(MATERIAL SHOWN begins)

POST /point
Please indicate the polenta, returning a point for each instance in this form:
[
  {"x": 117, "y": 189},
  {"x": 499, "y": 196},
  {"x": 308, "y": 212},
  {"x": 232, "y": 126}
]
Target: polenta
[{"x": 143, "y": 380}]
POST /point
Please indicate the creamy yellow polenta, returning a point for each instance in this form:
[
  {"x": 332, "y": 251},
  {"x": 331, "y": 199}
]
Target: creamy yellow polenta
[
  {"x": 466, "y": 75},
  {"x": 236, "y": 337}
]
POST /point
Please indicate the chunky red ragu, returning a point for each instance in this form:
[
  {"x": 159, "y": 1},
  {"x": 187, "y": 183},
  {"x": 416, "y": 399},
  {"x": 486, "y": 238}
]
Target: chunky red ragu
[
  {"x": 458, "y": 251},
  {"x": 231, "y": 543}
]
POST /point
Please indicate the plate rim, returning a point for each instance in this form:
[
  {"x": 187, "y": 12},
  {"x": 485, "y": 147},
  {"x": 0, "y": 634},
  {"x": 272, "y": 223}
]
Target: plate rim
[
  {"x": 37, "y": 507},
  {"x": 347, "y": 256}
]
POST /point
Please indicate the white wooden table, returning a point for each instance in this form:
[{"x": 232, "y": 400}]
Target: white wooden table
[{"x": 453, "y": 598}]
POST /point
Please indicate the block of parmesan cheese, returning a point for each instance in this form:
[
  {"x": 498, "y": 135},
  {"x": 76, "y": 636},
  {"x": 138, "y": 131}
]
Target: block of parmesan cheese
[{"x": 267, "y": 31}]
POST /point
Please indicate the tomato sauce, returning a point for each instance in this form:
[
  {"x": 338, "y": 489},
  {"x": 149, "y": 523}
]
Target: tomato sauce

(MATERIAL SHOWN ends)

All lines in the entries above that include "returning" should be found and copied.

Please indicate the polenta, returning a point for each instance in this form:
Please indicate the creamy yellow polenta, returning a point for each instance in this form:
Please indicate the chunky red ragu, returning a point for each instance in this form:
Please indicate the plate rim, returning a point for each instance in this form:
Please indicate the white wooden table, returning a point for each instance in this form:
Please indicate the block of parmesan cheese, returning a point for each instance in this form:
Please indicate the tomato sauce, returning a point for each instance in this form:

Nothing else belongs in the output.